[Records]

┄┄┄┄┄┄

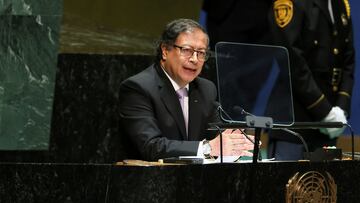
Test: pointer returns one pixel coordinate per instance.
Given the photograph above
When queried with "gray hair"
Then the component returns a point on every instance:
(172, 31)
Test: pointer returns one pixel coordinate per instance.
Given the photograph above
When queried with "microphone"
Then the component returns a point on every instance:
(240, 110)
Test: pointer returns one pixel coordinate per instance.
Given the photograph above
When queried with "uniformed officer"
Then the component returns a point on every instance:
(318, 35)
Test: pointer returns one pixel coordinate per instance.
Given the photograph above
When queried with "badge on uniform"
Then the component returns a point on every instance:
(347, 8)
(283, 10)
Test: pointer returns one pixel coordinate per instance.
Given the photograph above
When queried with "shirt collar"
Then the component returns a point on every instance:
(174, 84)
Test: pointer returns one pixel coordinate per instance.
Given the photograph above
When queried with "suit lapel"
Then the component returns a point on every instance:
(194, 111)
(170, 100)
(323, 5)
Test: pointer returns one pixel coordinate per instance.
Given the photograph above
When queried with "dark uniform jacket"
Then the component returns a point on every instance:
(321, 57)
(152, 118)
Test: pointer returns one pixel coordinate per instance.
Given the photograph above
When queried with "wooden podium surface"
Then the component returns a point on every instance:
(235, 182)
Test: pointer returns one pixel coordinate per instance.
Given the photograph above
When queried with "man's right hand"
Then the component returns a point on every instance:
(335, 115)
(235, 143)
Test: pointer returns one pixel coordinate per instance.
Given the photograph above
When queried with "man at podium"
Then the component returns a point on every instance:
(165, 109)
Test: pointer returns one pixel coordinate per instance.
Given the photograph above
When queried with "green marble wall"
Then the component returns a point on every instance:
(120, 26)
(29, 33)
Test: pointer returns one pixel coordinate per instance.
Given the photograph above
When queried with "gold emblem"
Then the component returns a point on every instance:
(311, 187)
(344, 19)
(283, 10)
(347, 7)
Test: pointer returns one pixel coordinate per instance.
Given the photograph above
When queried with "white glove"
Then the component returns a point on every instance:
(335, 115)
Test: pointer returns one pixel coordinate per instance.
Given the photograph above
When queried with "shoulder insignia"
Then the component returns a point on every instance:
(347, 7)
(283, 10)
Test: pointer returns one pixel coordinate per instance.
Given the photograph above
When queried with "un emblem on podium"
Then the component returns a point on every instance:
(312, 186)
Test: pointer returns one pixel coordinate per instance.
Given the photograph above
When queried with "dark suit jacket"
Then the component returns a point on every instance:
(317, 46)
(152, 118)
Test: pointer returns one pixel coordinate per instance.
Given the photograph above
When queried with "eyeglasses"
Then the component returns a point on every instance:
(189, 52)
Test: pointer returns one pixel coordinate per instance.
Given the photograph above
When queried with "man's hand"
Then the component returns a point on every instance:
(235, 143)
(335, 115)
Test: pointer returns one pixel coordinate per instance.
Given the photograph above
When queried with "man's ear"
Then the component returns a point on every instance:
(164, 51)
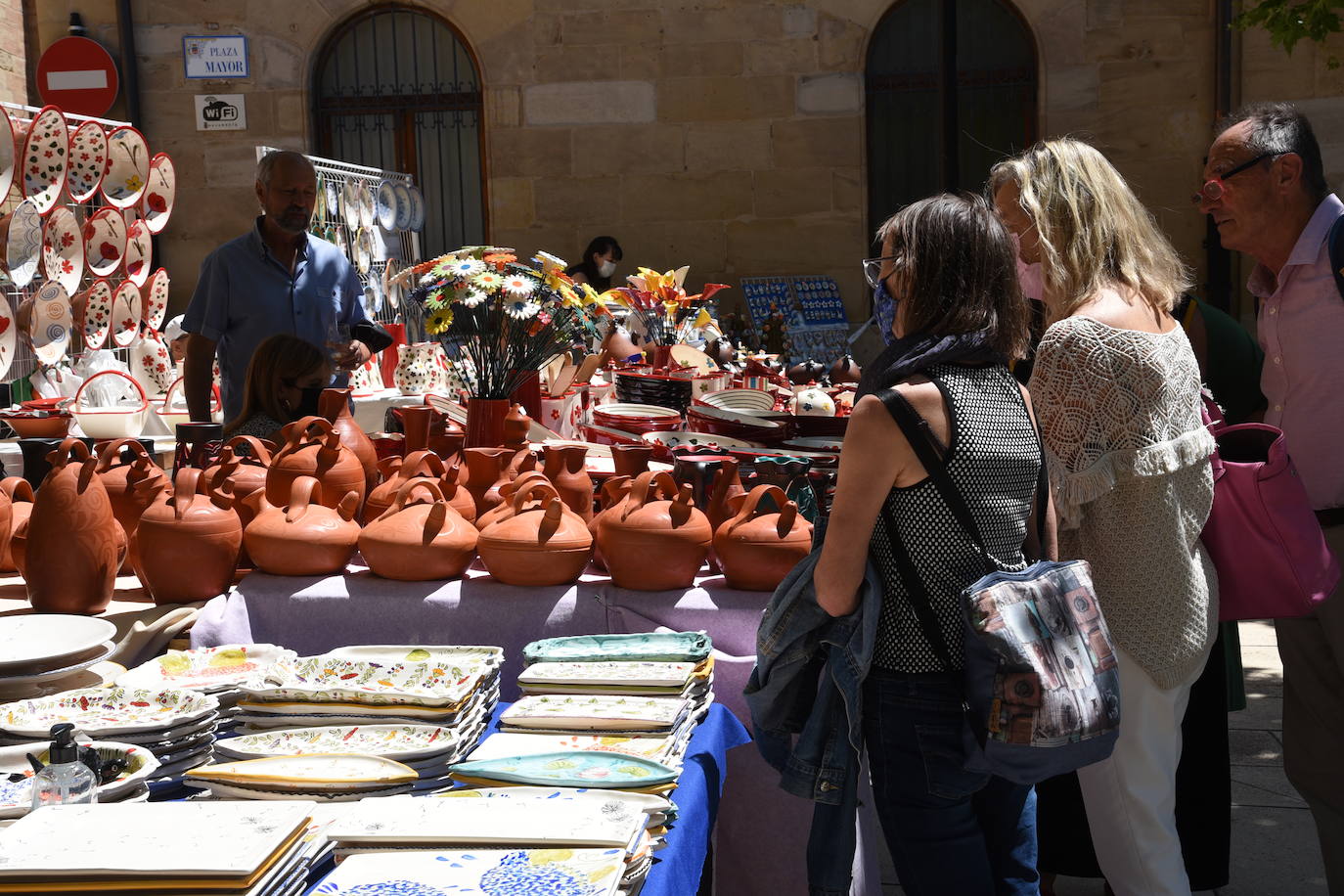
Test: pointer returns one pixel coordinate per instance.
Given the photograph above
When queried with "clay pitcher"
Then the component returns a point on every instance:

┄┄┄┄┄┄

Work to be completed: Return the entries unchanged, save for the pictures, which do not belong in the copy.

Result of the task:
Test: pointer returns one pixel coordinate per instance.
Given the photograph above
When queried with "gray hair"
Then the component returns a point on every instance:
(172, 31)
Test: pointer returns one pixel coordinate per instance.
Given the photograph above
When queried with "microphone"
Then the component returns a point on every instance:
(240, 110)
Test: pointer returns one pixel coordinate per instance.
Given the photograph above
When queried with "uniformed officer"
Then the component returns a point on every instance:
(318, 35)
Test: pointer returns one pixel coordinate per instance.
Given the photograph above
When queried with "badge on uniform"
Then the component returns a point on every instance:
(347, 8)
(283, 10)
Test: pointer returns one pixel coordinate per instance.
Given the photograph above
When queried with "shirt collar"
Then the component returns a point on every instance:
(174, 84)
Test: pointer returns one pixel coordinate per instance.
Given the photograph above
When queried with "suit lapel"
Then the component returns a point on every instance:
(194, 111)
(170, 100)
(323, 5)
Test: pointer returns one pixel coordinate per instance.
Given the photograph above
When queried with "dark uniform jacket"
Then the component returns a point on every instance:
(321, 57)
(152, 118)
Test: pointer returns one pixel coordinate per instance.
Given the photograph above
When queried with "wooden podium surface"
Then the component returns a point on every instance:
(235, 182)
Test: pointer returns one pixel coordinate per instance.
Given the photograph above
When queried with "man's right hand"
Then the component returns a point on every instance:
(335, 115)
(235, 143)
Test: pointer returns one pixel coordinate per instance.
Given the photograph above
When queried with "man at podium"
Then the component returns a point on every instance:
(165, 109)
Test: pointer returns one pixel coordinate per instance.
Given the photograph above
When queried with "green marble wall"
Then the component returns a point on every instance:
(120, 26)
(29, 33)
Test: pointer returns one pixel coordinate per instance.
Given the photograph above
When queried with "gold emblem"
Then the component returns a point on every instance:
(311, 187)
(344, 19)
(283, 10)
(347, 7)
Test: pointer returns one pixel coordinate per instance.
Given the photograph above
When queried with "white glove"
Then the component returns a point on every instance:
(335, 115)
Test: pointer returns one pixel coordinate per instance.
Given the photograph above
When queried with "shoulder insignia"
Then the component returns a point on every instance:
(347, 7)
(283, 10)
Test: pointer returns one pixel coordinate per instance.
Given the photograph above
When queried with "un emblem on podium"
Then the component returns a point on every instance:
(312, 186)
Test: pointer returns one pixel coordinate per instance.
Given the photograph above
When queried with "dark suit jacket"
Then the component returns a point on every instance:
(317, 46)
(152, 118)
Test: pointer returns one pixel coordinate per instance.
Given the photograph above
When queried with "eyeglasses"
Then the component returns a point on every instance:
(189, 52)
Test: pointer returns one pixel coordinate per instance.
Given the photograph above
When queried with "man's hand"
Then the component returns a point on every instance:
(235, 143)
(335, 115)
Test: pointer returns one pixel coordinate per instance.
Given the photograph above
When queried with "man's ear"
Then the component returns a point on every instance:
(164, 51)
Test: pointer returns one pixel coordinate per instance.
Given the photograph above
When queried with "clay pitcher"
Then the component returns a point on every instance:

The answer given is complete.